====== TEXT UNDER STUDY

The race to understand the exhilarating, dangerous world of language AI

On May 18, Google CEO Sundar Pichai announced an impressive new tool: an AI system called LaMDA that can chat to users about any subject.

To start, Google plans to integrate LaMDA into its main search portal, its voice assistant, and Workplace, its collection of cloud-based work software that includes Gmail, Docs, and Drive. But the eventual goal, said Pichai, is to create a conversational interface that allows people to retrieve any kind of information—text, visual, audio—across all Google’s products just by asking.

LaMDA’s rollout signals yet another way in which language technologies are becoming enmeshed in our day-to-day lives. But Google’s flashy presentation belied the ethical debate that now surrounds such cutting-edge systems. LaMDA is what’s known as a large language model (LLM)—a deep-learning algorithm trained on enormous amounts of text data.

Studies have already shown how racist, sexist, and abusive ideas are embedded in these models. They associate categories like doctors with men and nurses with women; good words with white people and bad ones with Black people. Probe them with the right prompts, and they also begin to encourage things like genocide, self-harm, and child sexual abuse. Because of their size, they have a shockingly high carbon footprint. Because of their fluency, they easily confuse people into thinking a human wrote their outputs, which experts warn could enable the mass production of misinformation.

In December, Google ousted its ethical AI co-lead Timnit Gebru after she refused to retract a paper that made many of these points. A few months later, after wide-scale denunciation of what an open letter from Google employees called the company’s “unprecedented research censorship,” it fired Gebru’s coauthor and co-lead Margaret Mitchell as well.

It’s not just Google that is deploying this technology. The highest-profile language models so far have been OpenAI’s GPT-2 and GPT-3, which spew remarkably convincing passages of text and can even be repurposed to finish off music compositions and computer code. Microsoft now exclusively licenses GPT-3 to incorporate into yet-unannounced products. Facebook has developed its own LLMs for translation and content moderation. And startups are creating dozens of products and services based on the tech giants’ models. Soon enough, all of our digital interactions—when we email, search, or post on social media—will be filtered through LLMs.

============
====== DATASET CONTENT

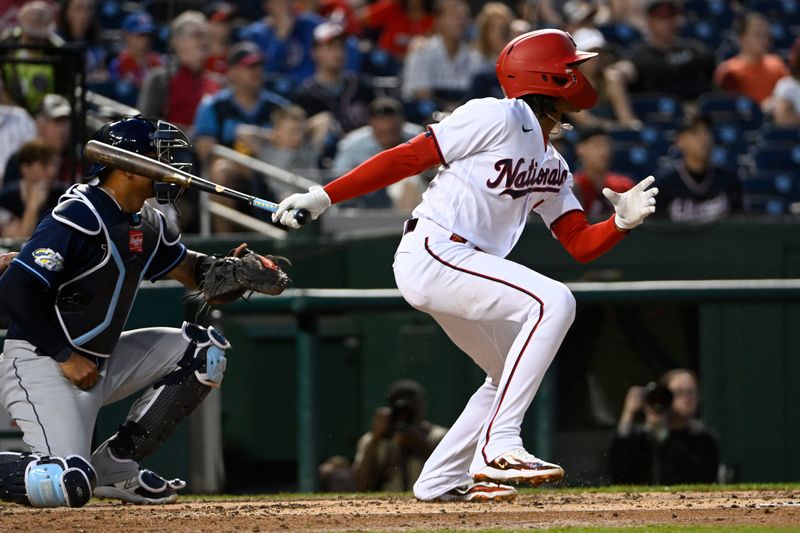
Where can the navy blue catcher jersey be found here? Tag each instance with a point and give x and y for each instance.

============

-- QUESTIONS TO ANSWER --
#1 In two sentences, sum up the passage about language AI.
#2 Please list every Google offering into which the passage about language AI says LaMDA will be integrated to start.
#3 Answer these from the passage about language AI, one line each:
(a) On what date did Sundar Pichai announce LaMDA?
(b) What position did Timnit Gebru hold at Google?
(c) For what purposes has Facebook developed its own LLMs?

-- ANSWERS TO EACH TASK --
#1 Google has announced LaMDA, a large language model that can chat about any subject, which it plans to integrate first into its search portal, its voice assistant, and Workplace. Such models embed racist, sexist, and abusive ideas, have a high carbon footprint, and could enable mass-produced misinformation, yet OpenAI, Microsoft, Facebook, and many startups are also building on them.

#2
- Google's main search portal
- Its voice assistant
- Workplace, its collection of cloud-based work software

#3
(a) May 18
(b) Ethical AI co-lead
(c) Translation and content moderation